LISTED RECORDS section start

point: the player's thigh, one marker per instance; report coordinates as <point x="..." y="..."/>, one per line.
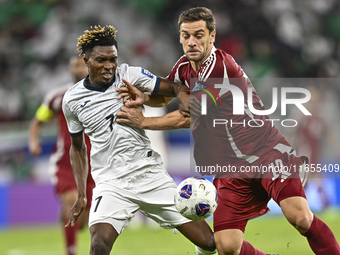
<point x="229" y="241"/>
<point x="158" y="202"/>
<point x="67" y="200"/>
<point x="199" y="233"/>
<point x="238" y="200"/>
<point x="297" y="212"/>
<point x="112" y="204"/>
<point x="103" y="236"/>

LISTED RECORDS section end

## ASSIGNED TASK
Before writing out the material above, please remove its pictures; everything else stays exact.

## FINAL ANSWER
point: the player's thigh, one marker per instance; report coordinates as <point x="..." y="..."/>, one per line.
<point x="229" y="241"/>
<point x="158" y="202"/>
<point x="67" y="200"/>
<point x="199" y="233"/>
<point x="238" y="200"/>
<point x="297" y="212"/>
<point x="112" y="204"/>
<point x="103" y="236"/>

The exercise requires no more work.